* _Extracted text_:

Iran was ready to swap “other prisoners” with the United States, Iran’s Foreign Ministry spokesman Abbas Mousavi said.
The statement came as the two countries exchanged prisoners this week. Iranian scientist Majid Taheri returned home Monday after his release from jail in the United States as part of a prisoner exchange, semi-official news agency ISNA reported. The scientist, who had been detained in the United States for 16 months, was freed on Thursday as Iran released US Navy veteran Michael White.
“If the possibility of exchanging prisoners exists, we have the readiness to free the rest of the individuals who are imprisoned and return them to the country,” Mousavi was cited by state news agency IRNA reported.
Taheri was greeted at Tehran’s Imam Khomeini International Airport by deputy foreign minister Hossein Jaberi Ansari, said ISNA, which published a picture of the pair speaking to reporters.
“I hope to see the release of (other Iranians imprisoned abroad) in the near future,” Ansari said, adding his ministry would do its best to achieve this.
Taheri for his part thanked Iran’s Foreign Minister Mohammad Javad Zarif.
“I thank the government of the Islamic Republic of Iran and dear officials, including Mr. Zarif, who worked hard, and other officials who took months to help release me, as an Iranian physician accused of circumventing US sanctions on medicine,” he was quoted as saying.
Taheri was the second scientist to have returned to Iran from the United States in the past week, after Cyrus Asgari flew home on Wednesday.
A US federal judge issued an order to free Taheri — an Iranian-American who had been working at clinic in Tampa, Florida — on time served.

* _Lines from a collection_:
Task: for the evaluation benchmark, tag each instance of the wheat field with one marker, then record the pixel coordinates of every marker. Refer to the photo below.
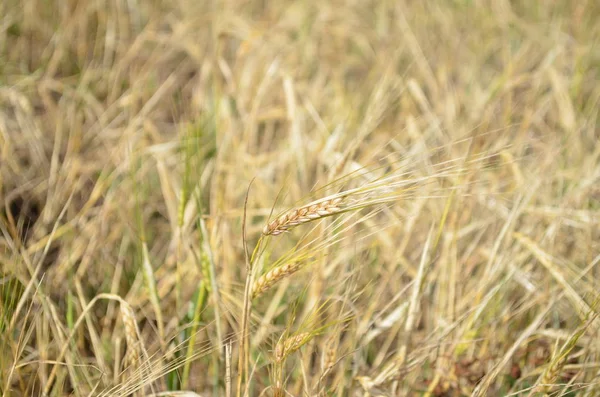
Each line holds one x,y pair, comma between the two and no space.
309,198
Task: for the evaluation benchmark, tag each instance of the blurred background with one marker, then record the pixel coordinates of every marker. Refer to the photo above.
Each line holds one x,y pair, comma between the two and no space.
130,132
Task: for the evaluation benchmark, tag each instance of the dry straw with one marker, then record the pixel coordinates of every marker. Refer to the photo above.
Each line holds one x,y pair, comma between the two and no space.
289,345
302,215
267,280
132,358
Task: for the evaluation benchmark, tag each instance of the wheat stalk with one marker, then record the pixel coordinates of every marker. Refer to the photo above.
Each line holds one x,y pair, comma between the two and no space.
307,213
267,280
289,345
133,345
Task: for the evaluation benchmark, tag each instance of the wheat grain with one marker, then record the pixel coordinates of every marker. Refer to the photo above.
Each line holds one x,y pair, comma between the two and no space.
302,215
267,280
133,346
289,345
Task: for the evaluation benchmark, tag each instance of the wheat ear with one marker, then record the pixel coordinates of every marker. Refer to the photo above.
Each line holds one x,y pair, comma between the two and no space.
267,280
302,215
289,345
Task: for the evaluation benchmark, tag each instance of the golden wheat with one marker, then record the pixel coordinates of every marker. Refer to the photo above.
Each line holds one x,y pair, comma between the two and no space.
133,345
267,280
302,215
289,345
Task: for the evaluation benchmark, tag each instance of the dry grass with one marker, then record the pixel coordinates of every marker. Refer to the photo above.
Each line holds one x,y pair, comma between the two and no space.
423,216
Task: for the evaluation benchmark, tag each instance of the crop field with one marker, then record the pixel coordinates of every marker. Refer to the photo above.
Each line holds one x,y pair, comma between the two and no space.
308,198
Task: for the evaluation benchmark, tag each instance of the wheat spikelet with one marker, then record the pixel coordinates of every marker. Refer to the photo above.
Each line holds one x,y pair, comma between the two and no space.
329,356
289,345
267,280
302,215
133,346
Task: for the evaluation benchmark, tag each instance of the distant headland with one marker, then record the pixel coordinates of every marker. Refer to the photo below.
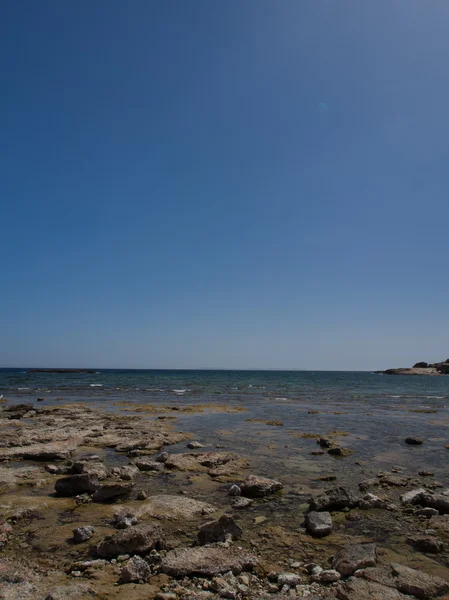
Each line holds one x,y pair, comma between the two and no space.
61,371
421,368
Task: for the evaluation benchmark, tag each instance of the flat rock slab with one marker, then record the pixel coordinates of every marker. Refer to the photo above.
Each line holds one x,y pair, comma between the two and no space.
351,558
135,540
206,561
166,506
255,486
214,463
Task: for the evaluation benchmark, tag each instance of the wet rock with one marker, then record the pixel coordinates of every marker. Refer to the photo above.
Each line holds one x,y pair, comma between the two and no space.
351,558
125,520
335,499
76,484
241,502
290,579
414,441
426,543
195,445
255,486
167,506
359,589
414,496
82,534
329,576
112,491
235,490
136,570
219,530
318,524
148,464
206,561
369,501
427,512
135,540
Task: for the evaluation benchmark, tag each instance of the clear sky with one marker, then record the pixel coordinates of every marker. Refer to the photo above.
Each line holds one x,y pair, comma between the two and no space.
224,184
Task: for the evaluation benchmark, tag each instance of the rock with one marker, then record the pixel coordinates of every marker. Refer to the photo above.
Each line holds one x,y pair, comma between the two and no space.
407,581
255,486
136,570
334,499
329,576
318,523
195,445
82,534
427,512
241,502
75,484
290,579
413,441
70,592
414,496
370,501
111,491
162,457
219,531
123,521
359,589
235,490
167,506
147,464
135,540
351,558
426,543
206,561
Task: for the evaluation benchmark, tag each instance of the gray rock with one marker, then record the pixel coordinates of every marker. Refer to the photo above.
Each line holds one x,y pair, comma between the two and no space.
76,484
148,464
351,558
318,523
195,445
136,570
219,530
82,534
235,490
426,543
135,540
334,499
290,579
255,486
414,441
206,561
111,491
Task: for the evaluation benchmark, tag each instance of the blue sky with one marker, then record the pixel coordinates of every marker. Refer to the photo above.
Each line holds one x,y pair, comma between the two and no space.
239,184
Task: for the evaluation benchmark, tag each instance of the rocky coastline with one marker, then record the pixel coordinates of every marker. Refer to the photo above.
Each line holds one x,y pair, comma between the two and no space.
95,504
421,368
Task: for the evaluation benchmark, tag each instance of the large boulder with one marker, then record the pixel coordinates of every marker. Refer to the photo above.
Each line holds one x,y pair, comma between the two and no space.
219,531
206,561
255,486
73,485
319,524
351,558
135,540
335,499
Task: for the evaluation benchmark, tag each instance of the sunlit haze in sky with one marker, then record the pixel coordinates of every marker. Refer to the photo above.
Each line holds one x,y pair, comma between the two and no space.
239,184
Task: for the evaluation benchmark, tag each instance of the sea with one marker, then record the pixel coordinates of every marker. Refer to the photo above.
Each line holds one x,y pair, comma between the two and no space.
273,417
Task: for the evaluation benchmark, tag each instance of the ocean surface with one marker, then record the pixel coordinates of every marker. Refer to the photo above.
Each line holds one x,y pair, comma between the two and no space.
273,417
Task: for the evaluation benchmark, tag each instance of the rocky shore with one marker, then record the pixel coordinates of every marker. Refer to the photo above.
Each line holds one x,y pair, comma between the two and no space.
96,504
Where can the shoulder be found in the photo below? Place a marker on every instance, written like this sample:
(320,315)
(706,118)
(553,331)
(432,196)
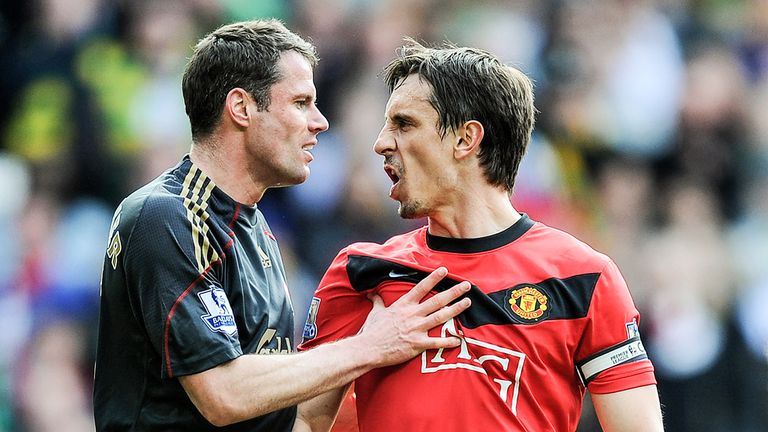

* _Exercise prompt_:
Can you reproduce the prisoner-exchange article word for word, starting with "Taheri for his" and going on through "quoted as saying."?

* _Response to this exercise_:
Taheri for his part thanked Iran’s Foreign Minister Mohammad Javad Zarif.
“I thank the government of the Islamic Republic of Iran and dear officials, including Mr. Zarif, who worked hard, and other officials who took months to help release me, as an Iranian physician accused of circumventing US sanctions on medicine,” he was quoted as saying.